Primary Supervisor: Dr. Seung Seo Lee (University of Southampton)
Secondary Supervisor: Dr. Christopher Mulligan (University of Kent)
Glucose-6-phosphate (G6P) is a crucial nutrient during Staphylococcus aureus infection, and also known to be involved in antimicrobial resistant (AMR) selection. It is thus important to understand metabolism of bacterial G6P in the fight against AMR. Two-component systems (TCSs) are general bacterial signal transduction pathways, composed of a sensor histidine-kinase (HK) and a transcription regulator. Upon sensing external stimuli, the sensor HK self-phosphorylates, and transfers phosphate to the transcription regulator, initiating or blocking gene expression. While activities of HKs and transcription regulators have been relatively well established, how sensor HKs detect external stimuli is poorly understood.
HptRS is a TCS in S. aureus, which controls G6P metabolism. Recently, another protein, HptA, was identified as a sensor of external G6P, which activates the HptRS system. HptRS activation triggers the expression of UhpT, a G6P transporter, leading to uptake of G6P and enhanced uptake of certain antibiotics into the bacterial cytosol. HptRS and HptA combine in S. aureus to form the three-component system, HptARS. HptA is the first external sensing element in any TCS to be discovered, making HptARS an excellent model system to study how sensing elements interact with HK, how this interaction affects downstream activities, and how we can take advantage of this system to fight infection.

TASK 1: According to the HptARS project description, which protein was identified as a sensor of external G6P?
TASK 2: Please continue the HptARS project description from its last sentence.
These records come from a separate source.

DATA SHOWN:
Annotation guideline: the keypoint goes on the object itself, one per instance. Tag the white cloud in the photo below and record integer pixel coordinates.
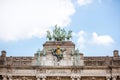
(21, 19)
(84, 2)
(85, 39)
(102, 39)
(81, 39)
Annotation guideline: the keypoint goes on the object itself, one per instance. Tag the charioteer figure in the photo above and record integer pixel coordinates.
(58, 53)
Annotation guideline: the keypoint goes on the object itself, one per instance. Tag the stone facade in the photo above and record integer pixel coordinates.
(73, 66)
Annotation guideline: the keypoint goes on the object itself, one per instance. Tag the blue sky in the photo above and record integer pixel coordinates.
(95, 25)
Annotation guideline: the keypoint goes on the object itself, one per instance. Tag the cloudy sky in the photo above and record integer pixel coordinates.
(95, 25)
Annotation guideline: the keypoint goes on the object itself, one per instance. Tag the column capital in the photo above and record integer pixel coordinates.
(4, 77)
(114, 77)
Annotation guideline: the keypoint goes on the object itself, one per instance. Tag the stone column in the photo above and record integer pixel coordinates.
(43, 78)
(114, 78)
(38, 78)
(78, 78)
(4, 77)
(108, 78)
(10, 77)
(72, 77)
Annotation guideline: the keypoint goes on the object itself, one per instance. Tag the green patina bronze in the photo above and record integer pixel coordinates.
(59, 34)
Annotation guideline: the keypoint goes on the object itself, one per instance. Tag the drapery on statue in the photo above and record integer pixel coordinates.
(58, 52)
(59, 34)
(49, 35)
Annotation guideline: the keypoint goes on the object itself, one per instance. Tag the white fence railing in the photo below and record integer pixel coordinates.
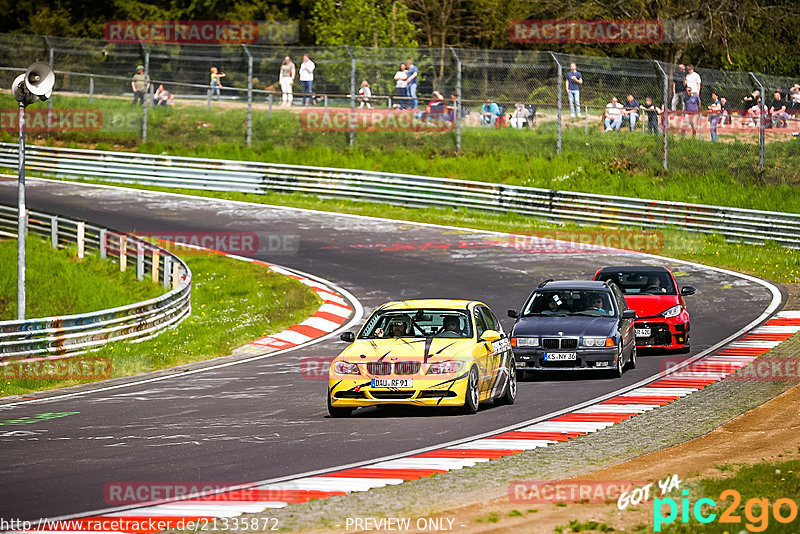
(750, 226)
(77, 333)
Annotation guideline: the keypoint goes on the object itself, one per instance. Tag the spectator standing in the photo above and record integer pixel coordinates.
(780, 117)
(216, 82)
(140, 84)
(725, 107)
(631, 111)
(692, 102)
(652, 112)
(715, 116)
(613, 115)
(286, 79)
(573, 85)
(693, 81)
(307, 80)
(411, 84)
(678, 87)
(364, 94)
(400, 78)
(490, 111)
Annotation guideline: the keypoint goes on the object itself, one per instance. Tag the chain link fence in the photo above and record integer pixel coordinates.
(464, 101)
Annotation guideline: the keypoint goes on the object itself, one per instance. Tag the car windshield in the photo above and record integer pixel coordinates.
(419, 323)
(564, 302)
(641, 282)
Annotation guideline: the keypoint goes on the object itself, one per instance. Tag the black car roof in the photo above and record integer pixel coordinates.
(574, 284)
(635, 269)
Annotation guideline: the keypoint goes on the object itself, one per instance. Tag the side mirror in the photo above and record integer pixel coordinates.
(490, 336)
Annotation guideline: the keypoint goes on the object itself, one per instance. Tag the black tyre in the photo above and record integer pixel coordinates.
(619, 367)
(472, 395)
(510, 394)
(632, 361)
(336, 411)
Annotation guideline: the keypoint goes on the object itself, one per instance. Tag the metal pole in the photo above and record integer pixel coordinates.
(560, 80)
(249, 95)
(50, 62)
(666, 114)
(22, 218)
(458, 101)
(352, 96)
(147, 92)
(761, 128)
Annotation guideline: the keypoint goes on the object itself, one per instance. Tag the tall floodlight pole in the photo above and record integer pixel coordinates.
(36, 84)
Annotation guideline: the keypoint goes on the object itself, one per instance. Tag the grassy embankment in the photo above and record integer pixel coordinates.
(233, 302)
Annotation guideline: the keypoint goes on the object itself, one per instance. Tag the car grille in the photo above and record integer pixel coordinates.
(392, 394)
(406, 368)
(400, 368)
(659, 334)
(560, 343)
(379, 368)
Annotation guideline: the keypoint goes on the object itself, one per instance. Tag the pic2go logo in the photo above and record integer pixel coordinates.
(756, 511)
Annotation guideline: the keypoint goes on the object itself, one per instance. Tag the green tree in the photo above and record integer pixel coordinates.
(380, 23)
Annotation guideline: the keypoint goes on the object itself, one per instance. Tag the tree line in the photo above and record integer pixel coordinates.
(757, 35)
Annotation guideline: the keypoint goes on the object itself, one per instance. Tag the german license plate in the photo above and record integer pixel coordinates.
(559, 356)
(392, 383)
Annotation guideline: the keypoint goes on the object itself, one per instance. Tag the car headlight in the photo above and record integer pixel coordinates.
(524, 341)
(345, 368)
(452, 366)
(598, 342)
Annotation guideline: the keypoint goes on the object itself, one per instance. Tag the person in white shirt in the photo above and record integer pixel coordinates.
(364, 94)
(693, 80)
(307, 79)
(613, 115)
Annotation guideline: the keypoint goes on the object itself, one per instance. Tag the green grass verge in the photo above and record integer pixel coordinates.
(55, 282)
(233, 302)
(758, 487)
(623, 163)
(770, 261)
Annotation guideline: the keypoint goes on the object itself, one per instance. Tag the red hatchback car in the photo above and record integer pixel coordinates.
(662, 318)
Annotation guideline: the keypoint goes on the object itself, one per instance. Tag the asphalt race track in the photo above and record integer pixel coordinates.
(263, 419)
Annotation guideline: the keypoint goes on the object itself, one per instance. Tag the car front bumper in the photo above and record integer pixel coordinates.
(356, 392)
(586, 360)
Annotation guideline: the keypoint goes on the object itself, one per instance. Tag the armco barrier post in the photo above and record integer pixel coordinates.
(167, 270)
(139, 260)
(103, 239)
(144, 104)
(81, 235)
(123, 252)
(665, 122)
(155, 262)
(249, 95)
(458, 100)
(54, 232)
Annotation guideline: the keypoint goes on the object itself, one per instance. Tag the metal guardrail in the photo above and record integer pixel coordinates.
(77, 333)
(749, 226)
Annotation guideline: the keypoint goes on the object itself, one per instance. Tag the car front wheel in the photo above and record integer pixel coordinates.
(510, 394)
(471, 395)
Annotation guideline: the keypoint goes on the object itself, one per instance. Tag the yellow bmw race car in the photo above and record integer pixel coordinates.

TASK ANSWER 1: HptA

TASK ANSWER 2:
In this project, we aim to elucidate the mechanism of HK HptS interaction with the sensing protein HptA upon the binding of the latter to its stimulant G6P. We will establish structure-activity relationships of affinities between G6P, HptA and HptS using various chemical biology, biophysical, molecular biological and microbiological methodologies, which will allow us to identify interaction hotspots in the three-component system. Understanding signal transduction governing this important process will eventually have a profound impact on understanding the rules of life in bacteria, and building up knowledge for fight against antimicrobial resistance.